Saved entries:
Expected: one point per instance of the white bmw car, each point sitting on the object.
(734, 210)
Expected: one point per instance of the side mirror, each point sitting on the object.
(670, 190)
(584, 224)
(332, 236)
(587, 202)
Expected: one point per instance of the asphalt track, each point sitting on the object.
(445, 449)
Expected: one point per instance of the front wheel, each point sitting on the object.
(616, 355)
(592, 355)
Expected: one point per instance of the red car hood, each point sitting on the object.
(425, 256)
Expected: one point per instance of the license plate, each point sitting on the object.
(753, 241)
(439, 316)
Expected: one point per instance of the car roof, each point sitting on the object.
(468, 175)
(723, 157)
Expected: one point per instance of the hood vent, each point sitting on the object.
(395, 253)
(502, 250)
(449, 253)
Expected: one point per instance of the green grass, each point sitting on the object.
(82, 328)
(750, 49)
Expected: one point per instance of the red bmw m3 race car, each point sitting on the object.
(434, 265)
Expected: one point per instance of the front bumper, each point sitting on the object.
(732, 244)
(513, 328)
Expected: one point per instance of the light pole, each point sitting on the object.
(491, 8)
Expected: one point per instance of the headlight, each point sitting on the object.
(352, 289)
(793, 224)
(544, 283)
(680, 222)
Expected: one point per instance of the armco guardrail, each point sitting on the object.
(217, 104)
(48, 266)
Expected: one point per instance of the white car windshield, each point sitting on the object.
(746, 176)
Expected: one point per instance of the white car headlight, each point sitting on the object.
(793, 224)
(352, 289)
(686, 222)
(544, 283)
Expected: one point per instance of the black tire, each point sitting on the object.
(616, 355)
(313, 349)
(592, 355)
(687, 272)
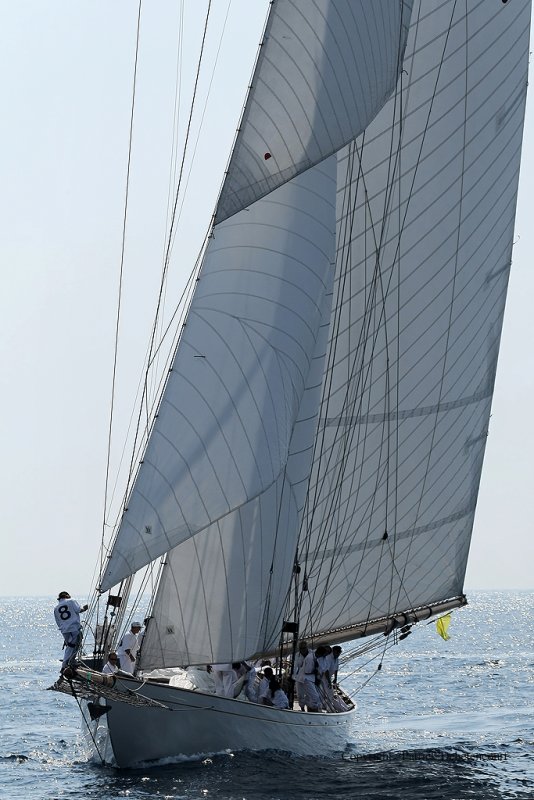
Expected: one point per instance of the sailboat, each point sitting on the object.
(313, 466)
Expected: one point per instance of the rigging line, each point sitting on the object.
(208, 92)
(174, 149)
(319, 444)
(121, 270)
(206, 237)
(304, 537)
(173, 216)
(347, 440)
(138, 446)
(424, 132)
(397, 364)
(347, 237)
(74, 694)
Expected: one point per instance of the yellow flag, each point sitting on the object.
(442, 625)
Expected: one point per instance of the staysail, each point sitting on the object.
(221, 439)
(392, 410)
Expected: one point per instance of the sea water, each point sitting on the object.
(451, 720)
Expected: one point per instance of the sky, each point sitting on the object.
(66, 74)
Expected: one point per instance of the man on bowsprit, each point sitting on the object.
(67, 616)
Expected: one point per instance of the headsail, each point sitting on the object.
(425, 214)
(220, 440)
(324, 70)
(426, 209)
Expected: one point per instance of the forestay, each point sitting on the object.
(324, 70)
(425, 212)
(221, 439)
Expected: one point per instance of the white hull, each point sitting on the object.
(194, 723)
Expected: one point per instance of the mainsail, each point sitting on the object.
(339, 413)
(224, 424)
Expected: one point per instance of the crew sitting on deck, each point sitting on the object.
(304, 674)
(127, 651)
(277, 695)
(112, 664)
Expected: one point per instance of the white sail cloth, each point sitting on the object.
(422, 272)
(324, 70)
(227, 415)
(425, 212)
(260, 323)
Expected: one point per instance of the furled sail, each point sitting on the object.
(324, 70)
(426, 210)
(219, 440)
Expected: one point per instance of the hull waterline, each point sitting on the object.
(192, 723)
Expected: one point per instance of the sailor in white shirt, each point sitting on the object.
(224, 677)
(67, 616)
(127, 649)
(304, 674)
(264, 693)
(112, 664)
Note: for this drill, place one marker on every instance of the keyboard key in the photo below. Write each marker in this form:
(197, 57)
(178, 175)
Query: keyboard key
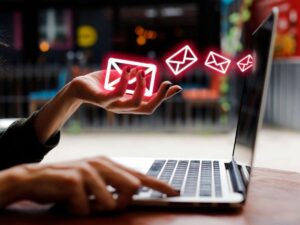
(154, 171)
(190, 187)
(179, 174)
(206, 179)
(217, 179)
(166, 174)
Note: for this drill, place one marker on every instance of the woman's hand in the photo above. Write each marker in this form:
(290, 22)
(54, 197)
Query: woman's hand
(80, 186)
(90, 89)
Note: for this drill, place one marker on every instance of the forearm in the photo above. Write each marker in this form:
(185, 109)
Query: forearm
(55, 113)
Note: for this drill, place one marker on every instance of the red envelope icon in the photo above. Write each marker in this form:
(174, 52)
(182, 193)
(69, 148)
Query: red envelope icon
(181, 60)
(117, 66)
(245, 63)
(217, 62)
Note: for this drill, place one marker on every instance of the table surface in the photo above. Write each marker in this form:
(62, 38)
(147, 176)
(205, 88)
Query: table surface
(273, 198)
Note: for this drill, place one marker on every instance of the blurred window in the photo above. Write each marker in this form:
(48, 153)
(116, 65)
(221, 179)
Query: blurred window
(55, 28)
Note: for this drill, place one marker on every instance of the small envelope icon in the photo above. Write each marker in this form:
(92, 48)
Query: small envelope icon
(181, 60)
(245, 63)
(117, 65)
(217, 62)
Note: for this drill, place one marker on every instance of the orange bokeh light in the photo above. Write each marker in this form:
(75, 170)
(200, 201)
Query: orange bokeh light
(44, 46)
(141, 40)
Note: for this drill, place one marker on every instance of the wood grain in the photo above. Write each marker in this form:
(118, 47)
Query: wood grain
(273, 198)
--
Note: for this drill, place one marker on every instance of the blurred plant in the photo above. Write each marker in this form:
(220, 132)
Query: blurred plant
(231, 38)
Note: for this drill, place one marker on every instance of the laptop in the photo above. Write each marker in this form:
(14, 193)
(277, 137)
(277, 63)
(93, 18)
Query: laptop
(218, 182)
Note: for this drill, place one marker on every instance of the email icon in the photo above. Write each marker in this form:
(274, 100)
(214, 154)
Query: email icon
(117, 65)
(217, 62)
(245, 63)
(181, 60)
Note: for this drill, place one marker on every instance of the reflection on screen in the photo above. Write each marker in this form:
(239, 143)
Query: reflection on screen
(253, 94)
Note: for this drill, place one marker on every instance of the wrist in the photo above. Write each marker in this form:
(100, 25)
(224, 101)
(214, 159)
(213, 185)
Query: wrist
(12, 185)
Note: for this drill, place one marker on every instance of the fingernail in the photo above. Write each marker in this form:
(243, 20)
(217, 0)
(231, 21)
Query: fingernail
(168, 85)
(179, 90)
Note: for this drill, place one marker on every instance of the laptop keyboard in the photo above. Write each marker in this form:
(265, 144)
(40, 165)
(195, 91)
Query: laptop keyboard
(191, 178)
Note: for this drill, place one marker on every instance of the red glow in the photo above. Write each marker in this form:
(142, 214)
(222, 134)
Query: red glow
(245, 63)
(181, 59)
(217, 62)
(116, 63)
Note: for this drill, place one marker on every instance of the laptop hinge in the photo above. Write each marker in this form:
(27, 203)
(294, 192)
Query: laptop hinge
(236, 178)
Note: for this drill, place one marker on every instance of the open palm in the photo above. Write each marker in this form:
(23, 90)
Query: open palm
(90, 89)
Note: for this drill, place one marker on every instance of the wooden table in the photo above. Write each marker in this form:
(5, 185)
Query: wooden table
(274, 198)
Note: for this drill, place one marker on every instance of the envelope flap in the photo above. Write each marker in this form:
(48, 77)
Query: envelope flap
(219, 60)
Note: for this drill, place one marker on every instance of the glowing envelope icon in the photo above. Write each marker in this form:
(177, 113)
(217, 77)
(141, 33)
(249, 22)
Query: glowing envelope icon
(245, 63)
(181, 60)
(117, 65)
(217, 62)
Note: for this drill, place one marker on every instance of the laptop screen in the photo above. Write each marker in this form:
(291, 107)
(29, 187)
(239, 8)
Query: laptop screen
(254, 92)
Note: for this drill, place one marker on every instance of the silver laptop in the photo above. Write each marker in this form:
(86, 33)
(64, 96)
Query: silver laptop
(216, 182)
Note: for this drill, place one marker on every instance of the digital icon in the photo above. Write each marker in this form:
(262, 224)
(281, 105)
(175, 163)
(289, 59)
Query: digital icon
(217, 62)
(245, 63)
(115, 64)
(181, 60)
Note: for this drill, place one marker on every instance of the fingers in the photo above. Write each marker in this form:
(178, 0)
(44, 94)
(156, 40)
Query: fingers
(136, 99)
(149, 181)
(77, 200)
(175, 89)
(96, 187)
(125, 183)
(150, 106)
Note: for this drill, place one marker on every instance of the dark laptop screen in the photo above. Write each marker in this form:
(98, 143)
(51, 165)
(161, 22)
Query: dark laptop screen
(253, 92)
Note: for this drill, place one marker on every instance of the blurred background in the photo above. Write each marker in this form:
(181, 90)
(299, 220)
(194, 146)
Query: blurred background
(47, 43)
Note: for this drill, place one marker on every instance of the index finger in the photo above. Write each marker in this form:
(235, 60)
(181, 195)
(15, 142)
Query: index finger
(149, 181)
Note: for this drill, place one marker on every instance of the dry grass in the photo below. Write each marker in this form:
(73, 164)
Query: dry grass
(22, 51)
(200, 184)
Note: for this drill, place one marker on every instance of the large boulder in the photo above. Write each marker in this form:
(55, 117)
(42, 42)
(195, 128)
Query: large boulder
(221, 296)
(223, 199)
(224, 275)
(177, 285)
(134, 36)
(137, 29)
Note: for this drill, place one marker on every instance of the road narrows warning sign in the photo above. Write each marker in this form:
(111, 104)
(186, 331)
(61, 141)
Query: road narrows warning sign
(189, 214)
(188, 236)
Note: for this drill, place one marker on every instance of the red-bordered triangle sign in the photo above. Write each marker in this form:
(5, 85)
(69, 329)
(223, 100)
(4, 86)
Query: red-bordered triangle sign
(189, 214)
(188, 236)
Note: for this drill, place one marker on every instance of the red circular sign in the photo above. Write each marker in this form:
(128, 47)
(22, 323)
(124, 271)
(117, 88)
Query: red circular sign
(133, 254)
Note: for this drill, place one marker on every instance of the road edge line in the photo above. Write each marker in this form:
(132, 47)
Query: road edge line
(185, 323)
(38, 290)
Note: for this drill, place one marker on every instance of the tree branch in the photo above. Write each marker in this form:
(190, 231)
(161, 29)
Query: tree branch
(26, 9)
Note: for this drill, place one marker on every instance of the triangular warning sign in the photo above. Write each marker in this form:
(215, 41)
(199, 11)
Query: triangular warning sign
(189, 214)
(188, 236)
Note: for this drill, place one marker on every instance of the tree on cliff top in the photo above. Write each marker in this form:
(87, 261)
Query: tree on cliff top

## Exercise brief
What the answer needs is every line from the data above with "below" in it.

## Response
Note: for this drill, place one marker on every instance of the keyboard key in the photo below. Write each marker in this form:
Note: for this drill, place one marker on every instance of the dry grass in the photo below. Write each marker in this form:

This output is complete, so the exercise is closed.